▶ Source text
+++++
New York, NY (February 21, 2002) -- In biology, a special place is held by those who find simple physical ways to explain phenomena that are otherwise difficult to understand. That is the achievement of two scientists -- Dr. Diana Murray of the Department of Microbiology and Immunology at Weill Cornell Medical College and Dr. Barry Honig of the Department of Biochemistry and Molecular Biophysics at Columbia University -- who, in a cover article in the January issue of Molecular Cell, show that calculations of the electrostatic properties of protein domains known as C2 domains can explain their interactions with cellular membranes.

The paper's importance is evident in that it has been selected for attention and commentary in two other journals, Science and Developmental Cell. As Dr. Carl Nathan, Chairman of Weill Cornell's Department of Microbiology and Immunology, puts it, computational biology such as is exemplified by Drs. Murray and Honig's paper "is only now beginning to find a venue in the top-flight experiment-oriented journals."
+++++
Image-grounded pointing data
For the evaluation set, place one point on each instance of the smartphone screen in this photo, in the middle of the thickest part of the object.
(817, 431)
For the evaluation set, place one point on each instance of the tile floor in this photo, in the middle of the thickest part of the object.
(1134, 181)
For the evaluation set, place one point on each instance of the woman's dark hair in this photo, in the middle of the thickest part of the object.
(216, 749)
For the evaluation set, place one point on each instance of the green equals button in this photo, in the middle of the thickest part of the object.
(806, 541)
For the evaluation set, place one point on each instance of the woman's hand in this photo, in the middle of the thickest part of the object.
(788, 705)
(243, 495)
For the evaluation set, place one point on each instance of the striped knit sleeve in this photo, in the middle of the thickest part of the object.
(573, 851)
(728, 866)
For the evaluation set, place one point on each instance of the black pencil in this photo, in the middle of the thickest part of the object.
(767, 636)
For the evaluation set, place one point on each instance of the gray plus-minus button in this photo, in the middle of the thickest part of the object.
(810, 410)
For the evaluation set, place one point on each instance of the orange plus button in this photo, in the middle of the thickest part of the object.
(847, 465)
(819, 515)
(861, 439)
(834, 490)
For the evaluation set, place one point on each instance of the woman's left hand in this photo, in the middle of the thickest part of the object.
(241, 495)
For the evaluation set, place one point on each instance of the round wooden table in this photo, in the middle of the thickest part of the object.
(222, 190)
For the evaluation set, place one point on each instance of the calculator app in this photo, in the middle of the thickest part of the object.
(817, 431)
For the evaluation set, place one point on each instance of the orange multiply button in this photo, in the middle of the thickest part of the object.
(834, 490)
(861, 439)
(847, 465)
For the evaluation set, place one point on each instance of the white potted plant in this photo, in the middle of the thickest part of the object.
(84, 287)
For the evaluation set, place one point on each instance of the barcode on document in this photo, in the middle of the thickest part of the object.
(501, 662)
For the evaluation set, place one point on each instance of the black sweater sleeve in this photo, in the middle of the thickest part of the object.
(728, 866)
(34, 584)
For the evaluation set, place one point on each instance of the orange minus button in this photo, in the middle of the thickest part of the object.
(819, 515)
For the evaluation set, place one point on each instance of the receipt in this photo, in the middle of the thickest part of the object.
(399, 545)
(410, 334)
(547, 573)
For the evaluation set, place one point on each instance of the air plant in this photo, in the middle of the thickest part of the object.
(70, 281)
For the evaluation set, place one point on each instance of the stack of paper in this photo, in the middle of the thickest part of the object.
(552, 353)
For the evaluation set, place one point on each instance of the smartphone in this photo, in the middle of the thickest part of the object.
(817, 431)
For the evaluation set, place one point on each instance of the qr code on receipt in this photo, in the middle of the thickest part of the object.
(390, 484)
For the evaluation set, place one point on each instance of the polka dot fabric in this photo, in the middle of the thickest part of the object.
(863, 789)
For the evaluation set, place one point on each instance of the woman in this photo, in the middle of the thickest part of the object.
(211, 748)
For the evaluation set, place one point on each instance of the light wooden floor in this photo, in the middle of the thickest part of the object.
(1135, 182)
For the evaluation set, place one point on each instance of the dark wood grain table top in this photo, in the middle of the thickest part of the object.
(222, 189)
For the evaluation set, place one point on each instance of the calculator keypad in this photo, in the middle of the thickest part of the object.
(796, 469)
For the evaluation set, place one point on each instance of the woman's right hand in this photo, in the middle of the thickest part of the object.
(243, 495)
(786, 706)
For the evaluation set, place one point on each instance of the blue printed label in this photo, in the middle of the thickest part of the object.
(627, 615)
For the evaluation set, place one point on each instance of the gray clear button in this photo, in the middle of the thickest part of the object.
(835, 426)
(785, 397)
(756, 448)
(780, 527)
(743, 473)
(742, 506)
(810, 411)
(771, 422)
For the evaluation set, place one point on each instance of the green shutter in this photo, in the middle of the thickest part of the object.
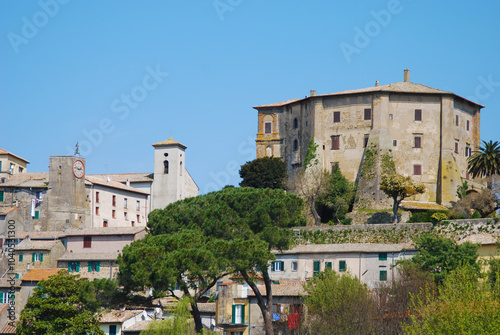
(316, 267)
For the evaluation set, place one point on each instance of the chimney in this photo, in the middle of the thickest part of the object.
(407, 76)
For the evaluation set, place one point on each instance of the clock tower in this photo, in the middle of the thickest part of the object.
(67, 196)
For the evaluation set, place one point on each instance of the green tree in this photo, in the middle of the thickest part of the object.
(439, 255)
(399, 188)
(266, 172)
(337, 197)
(464, 306)
(56, 308)
(486, 161)
(338, 303)
(251, 221)
(186, 259)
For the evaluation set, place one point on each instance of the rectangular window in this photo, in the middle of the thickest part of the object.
(368, 114)
(316, 267)
(418, 115)
(87, 241)
(336, 117)
(277, 266)
(417, 141)
(94, 266)
(417, 169)
(267, 127)
(335, 142)
(73, 266)
(238, 314)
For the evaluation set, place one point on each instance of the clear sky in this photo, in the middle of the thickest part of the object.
(118, 76)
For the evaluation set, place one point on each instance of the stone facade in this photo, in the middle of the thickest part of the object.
(429, 133)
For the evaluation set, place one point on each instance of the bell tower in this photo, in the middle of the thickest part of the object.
(169, 173)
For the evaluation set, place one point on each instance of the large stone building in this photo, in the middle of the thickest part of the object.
(429, 133)
(66, 197)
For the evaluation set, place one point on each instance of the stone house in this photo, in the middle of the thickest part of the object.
(373, 264)
(429, 133)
+++++
▶ Work item A
According to the source text, in which journal's January issue did the cover article by Drs. Murray and Honig appear?
▶ Work item B
Reproduce word for word the part of the source text running from "New York, NY" down to "with cellular membranes.".
The listing plays no part in these tasks.

▶ Written solution A
Molecular Cell

▶ Written solution B
New York, NY (February 21, 2002) -- In biology, a special place is held by those who find simple physical ways to explain phenomena that are otherwise difficult to understand. That is the achievement of two scientists -- Dr. Diana Murray of the Department of Microbiology and Immunology at Weill Cornell Medical College and Dr. Barry Honig of the Department of Biochemistry and Molecular Biophysics at Columbia University -- who, in a cover article in the January issue of Molecular Cell, show that calculations of the electrostatic properties of protein domains known as C2 domains can explain their interactions with cellular membranes.